DATA FOR THIS TASK.
◇ ◇ ◇

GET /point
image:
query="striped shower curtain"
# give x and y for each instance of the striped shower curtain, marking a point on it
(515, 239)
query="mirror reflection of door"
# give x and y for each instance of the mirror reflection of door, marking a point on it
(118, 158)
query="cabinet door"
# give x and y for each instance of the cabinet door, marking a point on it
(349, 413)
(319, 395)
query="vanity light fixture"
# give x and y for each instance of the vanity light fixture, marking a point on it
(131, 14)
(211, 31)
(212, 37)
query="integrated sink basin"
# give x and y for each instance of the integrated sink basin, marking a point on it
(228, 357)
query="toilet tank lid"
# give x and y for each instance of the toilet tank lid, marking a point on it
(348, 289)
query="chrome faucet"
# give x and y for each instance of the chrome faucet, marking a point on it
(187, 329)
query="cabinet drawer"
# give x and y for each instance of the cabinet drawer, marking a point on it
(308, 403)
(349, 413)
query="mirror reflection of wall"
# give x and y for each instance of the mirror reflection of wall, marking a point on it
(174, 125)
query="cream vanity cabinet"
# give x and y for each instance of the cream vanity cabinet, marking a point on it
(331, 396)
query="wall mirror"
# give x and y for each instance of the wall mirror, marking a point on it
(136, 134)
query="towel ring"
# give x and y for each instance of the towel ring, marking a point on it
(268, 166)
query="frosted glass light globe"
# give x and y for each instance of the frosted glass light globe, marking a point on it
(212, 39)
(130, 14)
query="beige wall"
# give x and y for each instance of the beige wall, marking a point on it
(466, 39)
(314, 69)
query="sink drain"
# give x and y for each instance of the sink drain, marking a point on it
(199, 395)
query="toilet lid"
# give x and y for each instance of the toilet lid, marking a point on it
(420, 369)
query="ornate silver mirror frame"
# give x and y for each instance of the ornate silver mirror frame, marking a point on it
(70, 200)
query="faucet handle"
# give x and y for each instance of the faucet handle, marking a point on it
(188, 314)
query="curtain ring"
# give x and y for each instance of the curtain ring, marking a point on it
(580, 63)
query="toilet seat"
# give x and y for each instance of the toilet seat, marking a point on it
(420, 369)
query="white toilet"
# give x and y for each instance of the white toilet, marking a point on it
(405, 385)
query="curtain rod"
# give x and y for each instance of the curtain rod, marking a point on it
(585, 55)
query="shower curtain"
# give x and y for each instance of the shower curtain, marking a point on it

◇ ◇ ◇

GIVEN INSTRUCTION. Copy each line of the data exactly, leaving nothing out.

COMPLETE RESPONSE.
GET /point
image:
query="striped shower curtain"
# give x and y for each instance of the striped shower curtain, marking a point on it
(515, 239)
query="mirror reflection of door"
# give x and y for each instance of the mirror reflection of door, marking a point on it
(118, 158)
query="cabinet door"
# give x and y for each instance of the cabinet door, marking a point on it
(349, 413)
(319, 395)
query="vanity light fixture"
# give x and y for each instance of the vanity light fixture, marking a point on it
(131, 14)
(211, 31)
(212, 37)
query="integrated sink basin"
# give x and y for each instance of the integrated sink basin, marking a point on it
(228, 357)
query="toilet tank lid"
# give x and y for each instance of the toilet tank lid, marking a point on it
(348, 289)
query="chrome faucet"
# give x and y for each instance of the chrome faucet, marking a point on it
(187, 329)
query="cabinet drawer"
# give x and y for each instance of the cabinet drawer, marking a point on it
(308, 403)
(349, 413)
query="mirror reflection of wall"
# give x and y for each instance of the mirror reflection of wall, marking a point on it
(174, 125)
query="cream vanity cabinet"
# give x and y for each instance of the cream vanity cabinet, marking a point on it
(331, 396)
query="wall mirror"
# give x and y for each instance of the wall mirror, marking a point on it
(136, 134)
query="towel ring"
# give x and y for each instance of the towel ring, marking a point on it
(268, 166)
query="frosted glass light globe"
# give x and y for each instance of the frosted glass light globe, marking a point on it
(212, 39)
(130, 14)
query="beige wall"
# give x and y for each instance of the beige wall, marking a point on it
(466, 39)
(314, 69)
query="sink drain"
# give x and y for each instance of the sink drain, marking a point on it
(199, 395)
query="toilet lid"
# give x and y for each instance of the toilet lid, marking a point on it
(420, 369)
query="ornate silver mirror frame"
# give x and y for each instance of the ornate silver mirror frame, marking a point on it
(70, 200)
query="faucet handle"
# give x and y for each instance of the faucet handle, marking a point on it
(188, 314)
query="curtain ring"
# give x and y for each instance of the curtain ring, marking a point on it
(580, 63)
query="toilet seat"
# give x and y for each instance of the toilet seat, marking a point on it
(420, 369)
query="white toilet"
# give x and y for each instance of the white toilet, marking a point on it
(405, 385)
query="curtain rod"
# give x and y for each instance of the curtain rod, marking a point on it
(585, 55)
query="shower curtain"
# give x and y for each instance of the shower curtain, marking a point on it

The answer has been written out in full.